SHORT EXERCISE 1
Using the connector patent claims below, explain in one to three sentences why the ribs project from the divider wall.

34. The electrical connector as recited in claim 30 , wherein the ground mating ends are oriented substantially perpendicular with respect to the ground mounting ends, and the receptacle mating ends are oriented substantially perpendicular with respect to the mounting ends of the signal contacts.
35. The electrical connector as recited in claim 34 , wherein the differential signal pairs are configured to transfer differential signals between their mating and mounting ends at data transfer rates of 25 Gigabits/sec while producing produce no more than six percent worst-case, multi-active cross talk on a victim differential signal pair.
36. The electrical connector as recited in claim 29 , further comprising a plurality of leadframe assemblies that each includes an electrically insulative leadframe housing, ones of the plurality of signal contacts, and one of the ground plates attached to the leadframe housing, wherein the leadframe housing is configured to be supported by the connector housing.
37. The electrical connector as recited in claim 1 , wherein some of the ribs that project from the divider wall to define pockets that receive the receptacle mating ends and the ground mating ends of the first linear array are offset along the third direction with respect to all of the ribs that project from the divider wall to define pockets that receive the receptacle mating ends and the ground mating ends of the second linear array.
38. The electrical connector as recited in claim 1 , wherein adjacent ones of the ribs that project from the divider wall to define pockets that receive the ground mating ends are spaced a apart from each other a greater distance along the third direction than adjacent ones of the ribs that project from the divider wall to define pockets that receive the receptacle mating ends.
39. An electrical connector configured to be mated to a complementary electrical connector along a first direction, the electrical connector comprising:
an electrically insulative connector housing; and
first and second leadframe assemblies each including a leadframe housing, a plurality of signal contacts supported by the leadframe housing so as to define a plurality of mating ends along a mating interface, and an electrically conductive ground plate attached to the leadframe housing, the ground plate defining a plurality of ground mounting ends extending out from the connector housing substantially along a longitudinal direction, respective ones of the ground mating ends disposed between and aligned with the mating ends of the signal contacts along a transverse direction that is substantially perpendicular to the longitudinal direction,
wherein 1) the first leadframe assembly defines a first linear array of mating ends, and the second leadframe assembly defines a second linear array of mating ends, 2) the first leadframe assembly defines a single electrical widow contact disposed at a first end of the first linear array, 3) the second leadframe assembly defines a single widow contact disposed at a second end of the second linear array, the second end opposite the first end, and 4) each of the single widow contacts is not disposed adjacent any other electrical contacts, except a single ground mating end along the respective first and second linear arrays.

SUPPLIED RECORDS
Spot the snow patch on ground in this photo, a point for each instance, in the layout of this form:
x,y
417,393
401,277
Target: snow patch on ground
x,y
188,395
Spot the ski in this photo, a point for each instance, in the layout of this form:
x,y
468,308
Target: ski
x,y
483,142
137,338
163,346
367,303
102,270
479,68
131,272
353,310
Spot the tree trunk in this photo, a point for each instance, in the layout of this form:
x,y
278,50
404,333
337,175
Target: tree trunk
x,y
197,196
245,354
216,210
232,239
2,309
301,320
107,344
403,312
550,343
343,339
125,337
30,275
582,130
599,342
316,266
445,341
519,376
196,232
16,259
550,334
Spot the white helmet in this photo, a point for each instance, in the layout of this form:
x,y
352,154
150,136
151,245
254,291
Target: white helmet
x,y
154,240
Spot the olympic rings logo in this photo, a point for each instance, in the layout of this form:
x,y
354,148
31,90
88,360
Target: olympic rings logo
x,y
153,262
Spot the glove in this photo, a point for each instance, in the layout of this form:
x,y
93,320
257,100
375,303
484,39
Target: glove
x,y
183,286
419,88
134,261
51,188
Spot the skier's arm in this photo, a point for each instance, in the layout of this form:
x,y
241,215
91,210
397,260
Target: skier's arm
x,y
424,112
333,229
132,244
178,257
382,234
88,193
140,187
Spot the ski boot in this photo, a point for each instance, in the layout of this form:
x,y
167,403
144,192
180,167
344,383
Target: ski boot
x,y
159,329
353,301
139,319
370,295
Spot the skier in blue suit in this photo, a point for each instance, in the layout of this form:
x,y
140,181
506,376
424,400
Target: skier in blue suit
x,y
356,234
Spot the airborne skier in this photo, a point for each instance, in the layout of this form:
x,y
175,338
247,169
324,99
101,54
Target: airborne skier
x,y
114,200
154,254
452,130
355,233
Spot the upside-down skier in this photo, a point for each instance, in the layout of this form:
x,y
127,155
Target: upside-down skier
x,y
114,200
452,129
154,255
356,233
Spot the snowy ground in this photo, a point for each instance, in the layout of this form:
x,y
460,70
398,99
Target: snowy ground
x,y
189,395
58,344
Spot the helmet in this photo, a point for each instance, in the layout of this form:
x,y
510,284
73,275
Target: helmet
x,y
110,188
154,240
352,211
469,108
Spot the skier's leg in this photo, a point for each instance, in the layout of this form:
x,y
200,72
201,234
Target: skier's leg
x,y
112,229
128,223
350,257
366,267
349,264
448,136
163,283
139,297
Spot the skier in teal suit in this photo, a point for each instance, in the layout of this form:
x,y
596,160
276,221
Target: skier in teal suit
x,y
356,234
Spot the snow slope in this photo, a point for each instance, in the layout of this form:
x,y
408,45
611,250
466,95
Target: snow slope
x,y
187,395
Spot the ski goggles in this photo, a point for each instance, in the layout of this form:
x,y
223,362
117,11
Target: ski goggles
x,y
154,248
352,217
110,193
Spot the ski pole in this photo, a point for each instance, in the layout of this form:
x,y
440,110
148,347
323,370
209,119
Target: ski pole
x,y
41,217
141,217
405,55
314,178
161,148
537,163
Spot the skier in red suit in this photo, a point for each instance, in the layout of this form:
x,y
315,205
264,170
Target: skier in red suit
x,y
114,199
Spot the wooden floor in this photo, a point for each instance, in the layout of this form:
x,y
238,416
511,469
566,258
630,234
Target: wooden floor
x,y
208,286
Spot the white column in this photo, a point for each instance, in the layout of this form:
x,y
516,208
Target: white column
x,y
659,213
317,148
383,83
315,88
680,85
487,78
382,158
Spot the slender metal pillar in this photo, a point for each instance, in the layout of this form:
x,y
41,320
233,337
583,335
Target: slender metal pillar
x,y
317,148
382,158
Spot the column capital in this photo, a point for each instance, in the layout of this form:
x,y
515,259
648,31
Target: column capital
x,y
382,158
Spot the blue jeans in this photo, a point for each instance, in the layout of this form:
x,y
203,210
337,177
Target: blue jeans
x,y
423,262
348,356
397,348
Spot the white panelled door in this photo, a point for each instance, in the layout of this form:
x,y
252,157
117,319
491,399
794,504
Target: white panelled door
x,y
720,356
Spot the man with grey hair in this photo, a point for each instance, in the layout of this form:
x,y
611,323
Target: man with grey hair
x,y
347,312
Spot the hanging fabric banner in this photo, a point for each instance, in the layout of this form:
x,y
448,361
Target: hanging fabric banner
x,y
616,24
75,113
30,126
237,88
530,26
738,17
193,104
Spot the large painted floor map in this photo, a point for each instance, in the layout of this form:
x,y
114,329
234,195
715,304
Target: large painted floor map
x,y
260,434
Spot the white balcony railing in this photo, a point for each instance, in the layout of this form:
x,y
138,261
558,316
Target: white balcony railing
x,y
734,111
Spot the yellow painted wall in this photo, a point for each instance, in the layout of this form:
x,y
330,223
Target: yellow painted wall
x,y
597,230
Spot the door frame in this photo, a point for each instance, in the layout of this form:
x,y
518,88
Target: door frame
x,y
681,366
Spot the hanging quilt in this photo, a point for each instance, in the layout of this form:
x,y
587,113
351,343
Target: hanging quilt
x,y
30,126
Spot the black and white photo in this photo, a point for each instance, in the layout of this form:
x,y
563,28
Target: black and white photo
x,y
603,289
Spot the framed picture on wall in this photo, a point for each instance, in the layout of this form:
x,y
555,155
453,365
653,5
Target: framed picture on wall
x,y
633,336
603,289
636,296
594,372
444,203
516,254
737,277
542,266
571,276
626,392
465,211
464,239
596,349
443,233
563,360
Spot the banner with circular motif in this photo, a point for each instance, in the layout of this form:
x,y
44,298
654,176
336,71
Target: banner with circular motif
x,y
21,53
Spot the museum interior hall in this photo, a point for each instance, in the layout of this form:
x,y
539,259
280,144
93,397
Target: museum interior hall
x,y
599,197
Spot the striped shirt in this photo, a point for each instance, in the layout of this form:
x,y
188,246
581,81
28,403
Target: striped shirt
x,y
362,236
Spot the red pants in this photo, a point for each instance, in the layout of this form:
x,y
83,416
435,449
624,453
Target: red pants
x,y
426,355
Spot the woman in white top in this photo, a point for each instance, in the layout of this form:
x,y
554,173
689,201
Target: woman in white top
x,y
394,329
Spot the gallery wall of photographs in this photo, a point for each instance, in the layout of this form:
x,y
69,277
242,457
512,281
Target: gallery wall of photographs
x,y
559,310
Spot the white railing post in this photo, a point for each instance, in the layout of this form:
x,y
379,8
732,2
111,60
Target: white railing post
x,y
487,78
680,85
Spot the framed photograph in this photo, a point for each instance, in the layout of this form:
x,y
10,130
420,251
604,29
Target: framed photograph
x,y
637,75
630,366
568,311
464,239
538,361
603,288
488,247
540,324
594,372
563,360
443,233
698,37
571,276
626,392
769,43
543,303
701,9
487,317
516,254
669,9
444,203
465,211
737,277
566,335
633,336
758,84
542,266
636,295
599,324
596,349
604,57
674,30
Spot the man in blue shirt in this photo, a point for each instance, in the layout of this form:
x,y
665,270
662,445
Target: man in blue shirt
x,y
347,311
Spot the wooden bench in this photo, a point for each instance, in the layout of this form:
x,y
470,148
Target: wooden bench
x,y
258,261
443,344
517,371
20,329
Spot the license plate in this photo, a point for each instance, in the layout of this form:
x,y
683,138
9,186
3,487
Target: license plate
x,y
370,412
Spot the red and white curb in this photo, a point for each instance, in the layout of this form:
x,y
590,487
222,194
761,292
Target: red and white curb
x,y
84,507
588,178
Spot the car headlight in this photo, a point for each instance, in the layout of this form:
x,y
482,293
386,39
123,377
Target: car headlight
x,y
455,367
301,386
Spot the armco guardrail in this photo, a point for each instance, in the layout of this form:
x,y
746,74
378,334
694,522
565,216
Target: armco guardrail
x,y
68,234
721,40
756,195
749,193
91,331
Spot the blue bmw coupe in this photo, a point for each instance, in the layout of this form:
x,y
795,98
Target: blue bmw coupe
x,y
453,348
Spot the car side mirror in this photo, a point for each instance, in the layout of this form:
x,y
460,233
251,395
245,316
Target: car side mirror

SHORT EXERCISE 2
Report each line of the records above that contains the string "logo".

TASK RESPONSE 1
The ribs project from the divider wall to define pockets. These pockets receive the receptacle mating ends and the ground mating ends of the first and second linear arrays.

TASK RESPONSE 2
Spot the olympic rings logo in this photo, a point for each instance, in the layout of this form:
Target: olympic rings logo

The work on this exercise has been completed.